• [Textauszug]:

▼

Fast ironisch, aber wahr: wie gewonnen, so zerronnen: Wir haben mehr als 2 Mio aus den Konjunkturprogrammen bekommen und erleiden in diesem Jahr – verglichen mit dem Vorjahr – Weniger-einnahmen bei den Schlüsselzuweisungen i.H.v. 1, 8 Mio. (wobei die Auswirkungen des schwarz-gelben „Schuldenbeschleunigungs-gesetzes“ vom 1.1.2010 noch nicht abschließend berücksichtigt sein können) und Mehrausgaben für die Kreisumlage i.H.v. 859 000 €.

 

Belief sich der Fehlbedarf im Ergebnisplan im Vorjahr noch auf rund 4 Mio €, wird er in 2010 auf 7,2 Mio. € steigen. Ende 2010 werden sich alle Schulden auf rund 90 Mio. € belaufen. Im Jahr 2013 wird unser Eigenkapital aufgebraucht sein, d.h., wir werden etwas sein, was es bei Kommunen gar nicht gibt; wir werden bankrott sein. Und dann? Kommt dann aus St. Ingbert ein Sparkommissar, der jede einzelne Ausgabe unter die Lupe nimmt. Problem: Unter einer Lupe werden Euros und Cents zwar größer aber nicht mehr.

▲

• [Arbeitsauftrag]: Schreiben Sie bitte aus dem Text zur Haushaltslage die Stelle von „Fast ironisch, aber“ bis „i.H.v. 859 000 €.“ wortgetreu ab.

• [Extrahierte Datensätze]:
▼

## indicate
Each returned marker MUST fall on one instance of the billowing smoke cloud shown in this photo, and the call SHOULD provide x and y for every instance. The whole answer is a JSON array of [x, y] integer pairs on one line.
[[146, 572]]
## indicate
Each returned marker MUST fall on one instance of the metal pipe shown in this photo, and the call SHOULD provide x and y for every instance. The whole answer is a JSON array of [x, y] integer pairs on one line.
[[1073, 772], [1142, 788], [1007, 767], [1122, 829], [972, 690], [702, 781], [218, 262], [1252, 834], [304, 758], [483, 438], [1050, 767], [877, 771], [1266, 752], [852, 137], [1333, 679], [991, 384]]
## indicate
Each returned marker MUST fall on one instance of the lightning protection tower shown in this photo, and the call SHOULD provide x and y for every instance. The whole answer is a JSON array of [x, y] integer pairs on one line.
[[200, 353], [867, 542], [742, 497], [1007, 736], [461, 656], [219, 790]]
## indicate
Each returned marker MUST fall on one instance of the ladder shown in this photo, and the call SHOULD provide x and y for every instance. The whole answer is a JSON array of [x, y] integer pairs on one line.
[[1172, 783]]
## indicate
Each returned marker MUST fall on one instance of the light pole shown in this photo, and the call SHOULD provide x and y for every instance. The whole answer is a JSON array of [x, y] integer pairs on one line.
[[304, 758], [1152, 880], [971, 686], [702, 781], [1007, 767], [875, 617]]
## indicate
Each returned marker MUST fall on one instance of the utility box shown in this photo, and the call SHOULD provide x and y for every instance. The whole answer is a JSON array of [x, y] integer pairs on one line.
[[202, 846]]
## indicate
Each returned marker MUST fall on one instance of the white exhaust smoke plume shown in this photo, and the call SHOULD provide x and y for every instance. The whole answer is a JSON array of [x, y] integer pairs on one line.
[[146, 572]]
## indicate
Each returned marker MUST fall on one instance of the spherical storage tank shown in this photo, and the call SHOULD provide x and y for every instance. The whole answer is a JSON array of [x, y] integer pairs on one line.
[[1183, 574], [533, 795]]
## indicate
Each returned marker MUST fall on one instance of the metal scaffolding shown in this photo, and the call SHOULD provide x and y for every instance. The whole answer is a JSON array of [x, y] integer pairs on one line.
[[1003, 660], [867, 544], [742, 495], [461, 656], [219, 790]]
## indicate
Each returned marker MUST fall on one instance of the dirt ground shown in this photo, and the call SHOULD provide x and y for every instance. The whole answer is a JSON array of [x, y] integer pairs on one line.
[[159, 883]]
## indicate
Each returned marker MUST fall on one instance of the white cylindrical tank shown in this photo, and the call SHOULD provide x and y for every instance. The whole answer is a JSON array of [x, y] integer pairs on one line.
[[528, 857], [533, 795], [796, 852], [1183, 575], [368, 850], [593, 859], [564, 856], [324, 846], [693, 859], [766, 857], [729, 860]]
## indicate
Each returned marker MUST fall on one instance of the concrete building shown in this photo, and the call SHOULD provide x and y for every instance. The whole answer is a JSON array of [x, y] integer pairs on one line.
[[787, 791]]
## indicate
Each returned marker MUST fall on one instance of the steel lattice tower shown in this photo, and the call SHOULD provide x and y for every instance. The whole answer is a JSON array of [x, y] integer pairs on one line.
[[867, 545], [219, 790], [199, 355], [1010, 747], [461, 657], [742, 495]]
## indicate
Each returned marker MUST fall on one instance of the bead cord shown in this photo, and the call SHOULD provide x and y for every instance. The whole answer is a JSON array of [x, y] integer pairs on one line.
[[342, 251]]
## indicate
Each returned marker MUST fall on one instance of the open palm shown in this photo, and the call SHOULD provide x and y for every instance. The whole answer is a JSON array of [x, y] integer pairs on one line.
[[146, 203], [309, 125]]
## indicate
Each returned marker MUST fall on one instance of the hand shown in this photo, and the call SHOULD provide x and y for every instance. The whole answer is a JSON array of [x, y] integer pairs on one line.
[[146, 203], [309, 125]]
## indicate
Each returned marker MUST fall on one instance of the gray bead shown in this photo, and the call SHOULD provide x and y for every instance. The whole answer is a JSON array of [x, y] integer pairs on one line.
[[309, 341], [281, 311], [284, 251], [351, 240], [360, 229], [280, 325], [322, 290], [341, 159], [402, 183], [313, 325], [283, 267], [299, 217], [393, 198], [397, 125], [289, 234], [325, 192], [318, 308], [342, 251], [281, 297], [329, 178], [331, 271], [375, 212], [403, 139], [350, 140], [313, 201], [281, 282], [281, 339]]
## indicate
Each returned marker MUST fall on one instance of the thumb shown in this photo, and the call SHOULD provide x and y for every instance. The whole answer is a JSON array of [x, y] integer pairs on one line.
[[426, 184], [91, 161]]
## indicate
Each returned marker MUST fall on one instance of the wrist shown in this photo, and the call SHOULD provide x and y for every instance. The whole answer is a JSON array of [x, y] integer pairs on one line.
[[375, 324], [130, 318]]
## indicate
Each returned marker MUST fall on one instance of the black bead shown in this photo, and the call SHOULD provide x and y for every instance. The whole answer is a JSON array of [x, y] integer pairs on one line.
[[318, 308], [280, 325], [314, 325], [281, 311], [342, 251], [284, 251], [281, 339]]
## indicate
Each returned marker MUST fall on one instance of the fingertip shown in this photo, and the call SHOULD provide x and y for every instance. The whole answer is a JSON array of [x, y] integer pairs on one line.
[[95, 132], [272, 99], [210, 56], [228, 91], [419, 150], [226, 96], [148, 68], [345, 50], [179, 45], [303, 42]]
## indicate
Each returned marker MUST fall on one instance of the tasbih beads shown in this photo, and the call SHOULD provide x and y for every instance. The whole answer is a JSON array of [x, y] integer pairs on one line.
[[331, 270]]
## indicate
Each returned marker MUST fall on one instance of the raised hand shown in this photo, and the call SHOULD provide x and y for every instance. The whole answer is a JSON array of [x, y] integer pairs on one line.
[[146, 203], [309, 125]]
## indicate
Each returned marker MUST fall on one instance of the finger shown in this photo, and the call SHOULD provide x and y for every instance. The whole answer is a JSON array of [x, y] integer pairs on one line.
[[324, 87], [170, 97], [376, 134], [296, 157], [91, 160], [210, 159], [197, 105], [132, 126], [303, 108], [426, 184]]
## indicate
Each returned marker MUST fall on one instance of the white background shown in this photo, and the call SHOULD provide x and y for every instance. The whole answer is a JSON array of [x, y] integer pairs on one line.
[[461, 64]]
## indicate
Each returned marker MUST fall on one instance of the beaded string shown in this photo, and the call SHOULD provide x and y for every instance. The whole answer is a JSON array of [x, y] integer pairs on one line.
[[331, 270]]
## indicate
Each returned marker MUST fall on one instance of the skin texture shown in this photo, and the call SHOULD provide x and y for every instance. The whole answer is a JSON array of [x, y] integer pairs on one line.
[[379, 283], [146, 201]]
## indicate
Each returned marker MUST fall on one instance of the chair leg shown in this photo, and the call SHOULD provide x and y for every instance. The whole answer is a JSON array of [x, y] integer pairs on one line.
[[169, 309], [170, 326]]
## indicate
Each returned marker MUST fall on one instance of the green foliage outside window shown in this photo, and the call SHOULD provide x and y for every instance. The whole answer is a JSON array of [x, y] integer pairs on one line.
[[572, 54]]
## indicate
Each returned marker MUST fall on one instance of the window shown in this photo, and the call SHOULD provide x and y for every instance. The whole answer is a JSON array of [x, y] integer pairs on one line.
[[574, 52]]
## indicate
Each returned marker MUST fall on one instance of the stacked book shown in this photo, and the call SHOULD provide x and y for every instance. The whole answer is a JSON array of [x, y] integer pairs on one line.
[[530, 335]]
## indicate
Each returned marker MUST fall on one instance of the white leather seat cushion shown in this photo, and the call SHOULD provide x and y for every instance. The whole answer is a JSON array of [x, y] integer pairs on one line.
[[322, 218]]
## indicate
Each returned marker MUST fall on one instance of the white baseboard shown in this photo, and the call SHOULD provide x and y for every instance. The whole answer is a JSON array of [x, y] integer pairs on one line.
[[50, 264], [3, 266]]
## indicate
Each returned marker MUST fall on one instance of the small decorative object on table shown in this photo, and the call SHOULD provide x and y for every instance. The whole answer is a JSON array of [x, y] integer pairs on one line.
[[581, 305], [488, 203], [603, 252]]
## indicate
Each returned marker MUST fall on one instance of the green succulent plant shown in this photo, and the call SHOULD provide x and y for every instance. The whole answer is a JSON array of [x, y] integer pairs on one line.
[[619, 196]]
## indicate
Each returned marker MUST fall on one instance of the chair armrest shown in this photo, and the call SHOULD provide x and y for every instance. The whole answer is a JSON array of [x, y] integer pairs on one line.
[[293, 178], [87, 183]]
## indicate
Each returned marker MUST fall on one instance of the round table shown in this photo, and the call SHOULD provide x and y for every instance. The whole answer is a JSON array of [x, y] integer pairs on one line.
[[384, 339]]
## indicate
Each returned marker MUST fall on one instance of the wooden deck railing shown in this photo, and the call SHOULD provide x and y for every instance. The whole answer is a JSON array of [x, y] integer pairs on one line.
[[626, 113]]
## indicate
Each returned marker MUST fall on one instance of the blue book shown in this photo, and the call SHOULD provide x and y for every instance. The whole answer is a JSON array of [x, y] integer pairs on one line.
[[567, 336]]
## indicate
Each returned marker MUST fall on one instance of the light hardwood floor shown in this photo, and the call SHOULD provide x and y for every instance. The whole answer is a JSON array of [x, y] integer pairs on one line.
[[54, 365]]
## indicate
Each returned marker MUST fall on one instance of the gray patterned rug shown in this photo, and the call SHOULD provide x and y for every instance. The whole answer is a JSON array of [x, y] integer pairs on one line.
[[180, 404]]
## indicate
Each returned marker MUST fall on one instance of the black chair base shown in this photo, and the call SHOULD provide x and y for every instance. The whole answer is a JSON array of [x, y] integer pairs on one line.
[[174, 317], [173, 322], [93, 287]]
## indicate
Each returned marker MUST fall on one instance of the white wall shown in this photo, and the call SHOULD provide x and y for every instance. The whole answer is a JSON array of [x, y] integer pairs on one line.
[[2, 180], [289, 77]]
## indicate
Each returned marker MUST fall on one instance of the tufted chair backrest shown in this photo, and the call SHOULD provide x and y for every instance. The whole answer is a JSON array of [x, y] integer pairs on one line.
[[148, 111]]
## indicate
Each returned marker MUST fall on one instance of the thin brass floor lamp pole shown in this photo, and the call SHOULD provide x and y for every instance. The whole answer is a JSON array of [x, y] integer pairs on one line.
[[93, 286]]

▲

• [Ergebnis der Übung]:
Fast ironisch, aber wahr: wie gewonnen, so zerronnen: Wir haben mehr als 2 Mio aus den Konjunkturprogrammen bekommen und erleiden in diesem Jahr – verglichen mit dem Vorjahr – Weniger-einnahmen bei den Schlüsselzuweisungen i.H.v. 1, 8 Mio. (wobei die Auswirkungen des schwarz-gelben „Schuldenbeschleunigungs-gesetzes“ vom 1.1.2010 noch nicht abschließend berücksichtigt sein können) und Mehrausgaben für die Kreisumlage i.H.v. 859 000 €.